### Given data
-- Start --
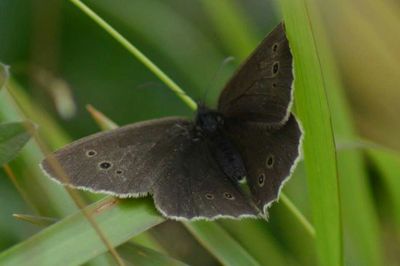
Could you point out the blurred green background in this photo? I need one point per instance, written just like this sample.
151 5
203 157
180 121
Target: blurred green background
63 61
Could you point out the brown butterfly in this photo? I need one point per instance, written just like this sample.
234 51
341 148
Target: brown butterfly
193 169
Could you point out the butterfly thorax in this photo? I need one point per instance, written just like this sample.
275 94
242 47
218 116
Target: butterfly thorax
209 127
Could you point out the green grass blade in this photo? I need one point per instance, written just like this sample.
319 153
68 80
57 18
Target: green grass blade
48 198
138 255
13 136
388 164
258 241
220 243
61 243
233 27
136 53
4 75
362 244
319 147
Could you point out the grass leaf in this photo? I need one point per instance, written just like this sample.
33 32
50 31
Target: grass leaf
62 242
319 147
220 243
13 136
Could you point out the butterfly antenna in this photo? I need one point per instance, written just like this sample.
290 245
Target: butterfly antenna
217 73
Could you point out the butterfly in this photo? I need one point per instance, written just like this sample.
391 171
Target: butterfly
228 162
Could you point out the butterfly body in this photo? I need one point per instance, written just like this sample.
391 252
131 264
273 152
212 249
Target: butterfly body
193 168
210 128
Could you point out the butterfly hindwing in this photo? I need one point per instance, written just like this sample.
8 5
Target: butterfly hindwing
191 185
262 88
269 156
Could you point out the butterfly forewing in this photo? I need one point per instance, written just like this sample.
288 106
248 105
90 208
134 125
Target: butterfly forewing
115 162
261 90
-- End --
-- Start --
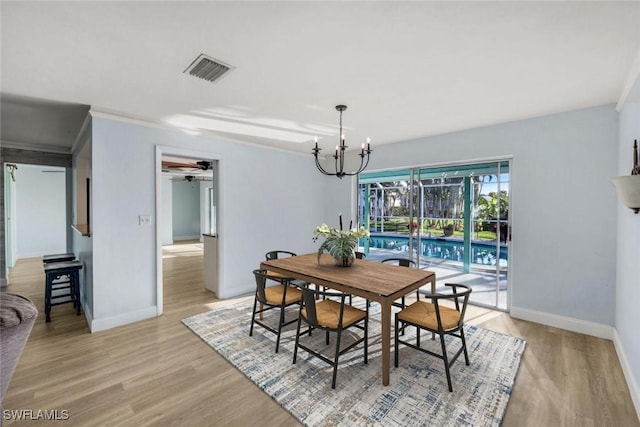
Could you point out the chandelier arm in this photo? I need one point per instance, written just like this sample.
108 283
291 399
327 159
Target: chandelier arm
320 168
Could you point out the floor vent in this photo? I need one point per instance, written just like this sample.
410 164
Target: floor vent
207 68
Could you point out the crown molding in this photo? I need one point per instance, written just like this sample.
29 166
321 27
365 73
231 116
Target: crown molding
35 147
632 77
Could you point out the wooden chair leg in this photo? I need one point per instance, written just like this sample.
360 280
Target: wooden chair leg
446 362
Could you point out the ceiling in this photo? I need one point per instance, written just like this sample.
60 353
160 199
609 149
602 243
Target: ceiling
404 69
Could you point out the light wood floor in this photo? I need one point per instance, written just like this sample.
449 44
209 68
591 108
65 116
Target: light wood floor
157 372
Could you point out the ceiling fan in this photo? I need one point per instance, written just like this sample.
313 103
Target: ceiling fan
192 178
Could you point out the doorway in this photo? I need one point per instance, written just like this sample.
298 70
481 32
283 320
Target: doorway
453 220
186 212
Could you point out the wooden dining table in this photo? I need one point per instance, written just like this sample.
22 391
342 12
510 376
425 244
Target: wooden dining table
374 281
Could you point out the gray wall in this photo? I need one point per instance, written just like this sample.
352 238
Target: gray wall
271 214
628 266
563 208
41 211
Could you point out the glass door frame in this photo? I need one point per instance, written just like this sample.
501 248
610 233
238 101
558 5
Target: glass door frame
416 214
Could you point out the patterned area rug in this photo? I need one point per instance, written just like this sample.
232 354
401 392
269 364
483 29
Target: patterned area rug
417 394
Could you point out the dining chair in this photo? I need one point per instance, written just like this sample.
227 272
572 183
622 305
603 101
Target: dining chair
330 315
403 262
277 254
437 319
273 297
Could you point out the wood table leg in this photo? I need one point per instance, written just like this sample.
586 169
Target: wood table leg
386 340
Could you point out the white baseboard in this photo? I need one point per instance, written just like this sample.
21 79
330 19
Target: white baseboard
-- End --
### What needs to be done
Starting at the line that contains "Could you point out the doorway" and ending at the line that contains "Target: white baseboard", write those lines out again with the requests included. Add 141 to every coordinate in the answer points, and leave the sample numbers unchanged.

### Task result
Could you point out the doorway in this photo? I need one point per instance, written just like this sample.
298 70
481 32
283 320
Target: doorway
594 361
327 353
Could you point out the wooden dining table in this photo? I need one point per instance, written just like this sample.
22 391
342 12
510 376
425 244
Target: wooden dining table
515 422
Could you point out the gray wall in this photo? I need one point per instance, written just like this sample.
352 238
Target: gray wall
412 355
769 407
704 349
182 352
Could you point out the glass door frame in this photo? I need one point per instance, written just like this sample.
501 248
610 233
238 101
558 5
Target: glass door frame
557 355
Could you point out the patterned area rug in this photo? I need one point per instance, written just like this sample.
232 354
401 392
269 364
483 29
Target: patterned area rug
558 535
Could you point out the dining chair in this photo? I need one point per instance, written just like this sample.
227 272
572 183
622 305
603 101
Target: dining chair
471 456
544 403
418 395
578 460
414 438
Could you point out the wood table leg in this photo? I need one point per instance, written just like this sample.
586 169
Target: wood table leg
527 481
Could you point out the white baseboard in this photo? I need one point per instance, written just like this sample.
21 79
330 19
Target: white baseboard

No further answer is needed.